> Recorded information
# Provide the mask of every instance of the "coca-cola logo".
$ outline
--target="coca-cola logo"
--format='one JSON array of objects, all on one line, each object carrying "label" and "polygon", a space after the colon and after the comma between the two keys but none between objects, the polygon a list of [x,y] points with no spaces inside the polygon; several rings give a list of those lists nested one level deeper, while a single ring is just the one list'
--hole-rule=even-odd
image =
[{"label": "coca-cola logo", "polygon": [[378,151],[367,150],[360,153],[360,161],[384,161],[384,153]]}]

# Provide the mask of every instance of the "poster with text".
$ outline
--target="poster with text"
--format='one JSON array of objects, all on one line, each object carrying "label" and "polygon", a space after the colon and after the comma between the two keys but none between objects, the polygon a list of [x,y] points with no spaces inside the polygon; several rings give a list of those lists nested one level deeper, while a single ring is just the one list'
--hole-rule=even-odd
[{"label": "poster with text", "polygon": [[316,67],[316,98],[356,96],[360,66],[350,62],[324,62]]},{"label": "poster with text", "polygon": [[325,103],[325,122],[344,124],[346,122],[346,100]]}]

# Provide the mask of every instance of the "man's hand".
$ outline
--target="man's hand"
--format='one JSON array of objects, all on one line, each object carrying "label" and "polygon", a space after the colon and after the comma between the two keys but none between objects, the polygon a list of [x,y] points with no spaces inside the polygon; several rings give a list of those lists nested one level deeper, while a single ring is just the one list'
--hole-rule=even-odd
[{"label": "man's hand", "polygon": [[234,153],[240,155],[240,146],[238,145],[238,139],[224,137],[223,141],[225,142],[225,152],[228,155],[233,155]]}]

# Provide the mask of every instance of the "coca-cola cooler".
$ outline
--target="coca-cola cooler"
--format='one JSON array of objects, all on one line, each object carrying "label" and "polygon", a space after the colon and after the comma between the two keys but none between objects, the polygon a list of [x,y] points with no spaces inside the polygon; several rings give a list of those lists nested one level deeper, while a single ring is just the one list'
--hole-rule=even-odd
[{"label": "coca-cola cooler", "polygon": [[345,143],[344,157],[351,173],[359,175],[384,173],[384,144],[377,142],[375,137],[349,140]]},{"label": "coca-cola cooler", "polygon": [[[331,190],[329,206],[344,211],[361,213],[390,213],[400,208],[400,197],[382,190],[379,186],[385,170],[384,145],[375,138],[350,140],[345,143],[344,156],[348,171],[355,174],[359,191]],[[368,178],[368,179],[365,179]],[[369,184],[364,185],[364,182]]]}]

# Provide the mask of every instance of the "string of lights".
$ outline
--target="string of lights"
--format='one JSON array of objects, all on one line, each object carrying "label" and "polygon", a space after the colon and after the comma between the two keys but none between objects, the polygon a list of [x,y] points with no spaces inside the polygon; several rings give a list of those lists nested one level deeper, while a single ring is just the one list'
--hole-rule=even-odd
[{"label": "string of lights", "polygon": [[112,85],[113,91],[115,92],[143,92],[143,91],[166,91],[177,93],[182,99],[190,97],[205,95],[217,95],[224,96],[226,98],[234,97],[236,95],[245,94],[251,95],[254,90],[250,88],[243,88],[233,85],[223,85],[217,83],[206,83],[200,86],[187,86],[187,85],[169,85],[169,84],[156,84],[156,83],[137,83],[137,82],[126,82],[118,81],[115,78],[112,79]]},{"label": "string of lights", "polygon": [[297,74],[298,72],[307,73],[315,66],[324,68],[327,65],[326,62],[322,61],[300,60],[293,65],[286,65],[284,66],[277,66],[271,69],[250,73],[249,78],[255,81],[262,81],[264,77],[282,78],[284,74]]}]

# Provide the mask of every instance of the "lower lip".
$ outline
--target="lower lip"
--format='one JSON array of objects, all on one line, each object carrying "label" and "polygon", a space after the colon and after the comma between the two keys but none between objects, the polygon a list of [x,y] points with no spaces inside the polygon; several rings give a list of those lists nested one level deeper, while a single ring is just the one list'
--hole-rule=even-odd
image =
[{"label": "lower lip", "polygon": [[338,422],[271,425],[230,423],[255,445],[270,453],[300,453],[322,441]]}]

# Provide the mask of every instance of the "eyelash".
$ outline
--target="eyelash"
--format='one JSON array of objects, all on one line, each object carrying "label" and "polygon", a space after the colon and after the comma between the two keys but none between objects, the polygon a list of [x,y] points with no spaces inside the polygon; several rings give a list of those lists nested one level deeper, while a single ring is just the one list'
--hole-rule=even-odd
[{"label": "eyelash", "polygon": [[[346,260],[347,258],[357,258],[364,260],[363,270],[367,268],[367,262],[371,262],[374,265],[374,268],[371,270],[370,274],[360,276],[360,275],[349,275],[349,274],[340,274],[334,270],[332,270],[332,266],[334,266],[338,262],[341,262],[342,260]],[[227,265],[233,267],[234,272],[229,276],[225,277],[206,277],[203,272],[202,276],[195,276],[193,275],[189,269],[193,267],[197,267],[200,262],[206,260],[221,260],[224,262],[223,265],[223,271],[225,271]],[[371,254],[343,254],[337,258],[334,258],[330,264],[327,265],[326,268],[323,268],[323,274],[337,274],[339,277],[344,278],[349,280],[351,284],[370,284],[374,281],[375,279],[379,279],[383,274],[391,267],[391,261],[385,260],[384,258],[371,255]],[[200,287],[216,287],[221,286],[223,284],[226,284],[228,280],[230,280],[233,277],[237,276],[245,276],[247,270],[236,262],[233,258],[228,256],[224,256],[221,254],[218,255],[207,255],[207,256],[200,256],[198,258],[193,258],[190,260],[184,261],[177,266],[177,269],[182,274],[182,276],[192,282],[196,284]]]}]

> Given instruction
How many lines of the records above contain the word "every"? Reply with the number only.

> Answer to this problem
7